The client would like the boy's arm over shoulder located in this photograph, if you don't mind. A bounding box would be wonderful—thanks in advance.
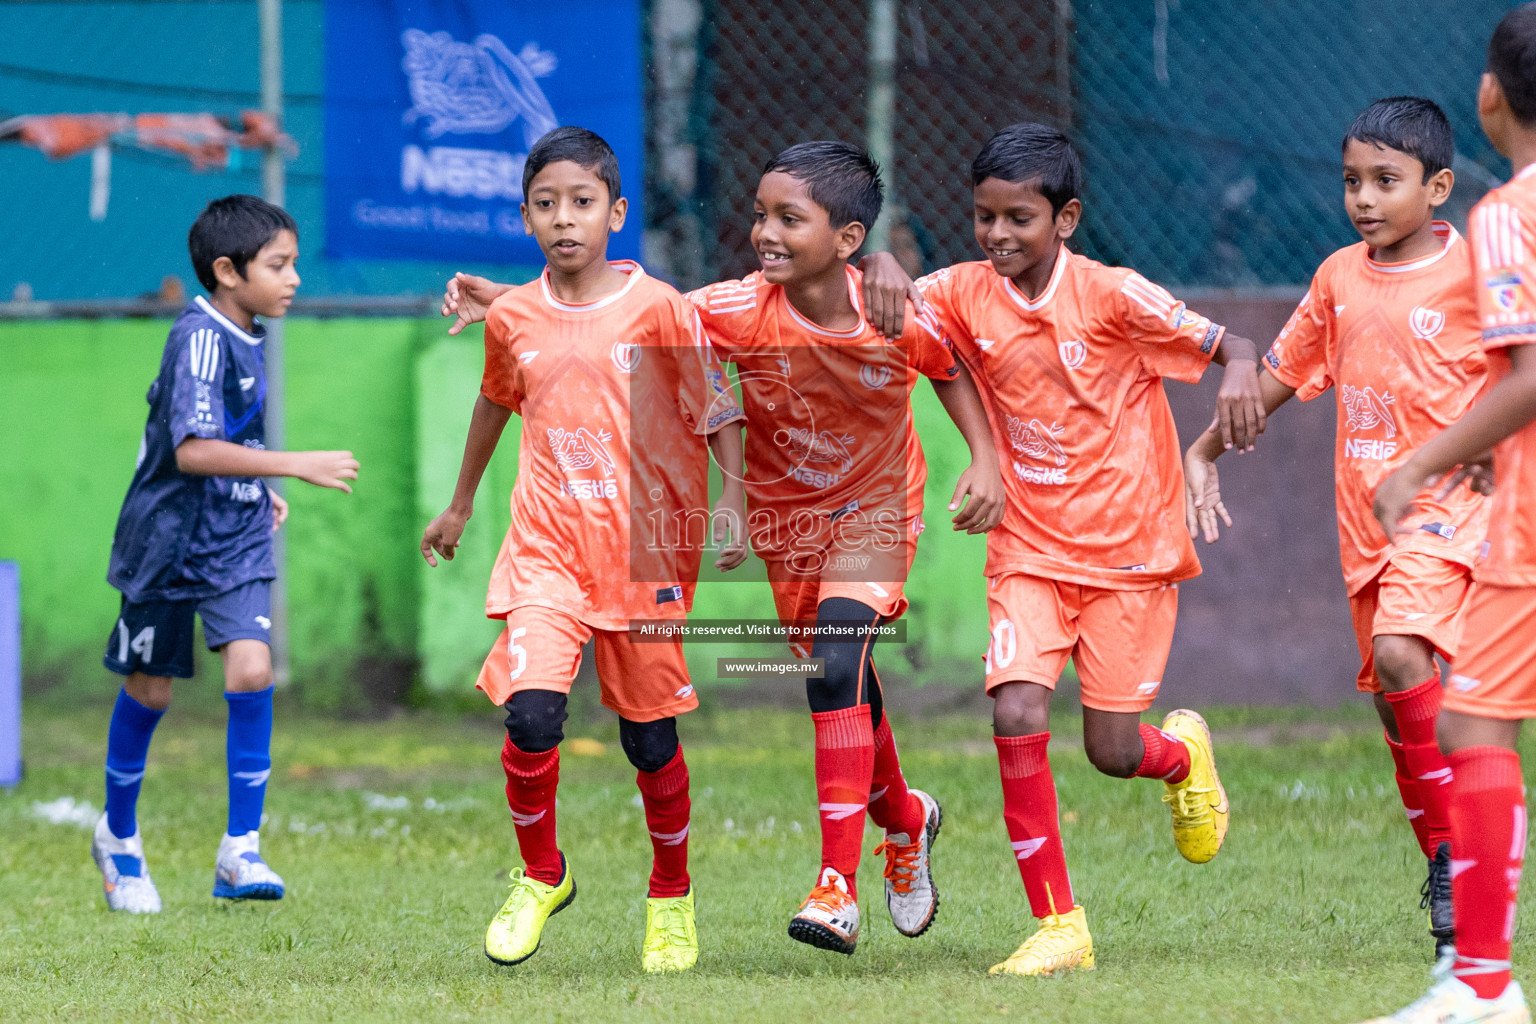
[684,274,764,356]
[666,296,746,435]
[897,300,962,381]
[912,263,980,350]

◆ **Work to complete**
A word-for-word copy of the listing is needed, with no pictures in it.

◆ **Answer section**
The client would like the boy's arm over shoulder located in this photograph, if you don't mind. A bounding box would be wonderful—thanks in advance.
[684,274,764,356]
[666,296,746,435]
[897,300,962,381]
[912,263,980,350]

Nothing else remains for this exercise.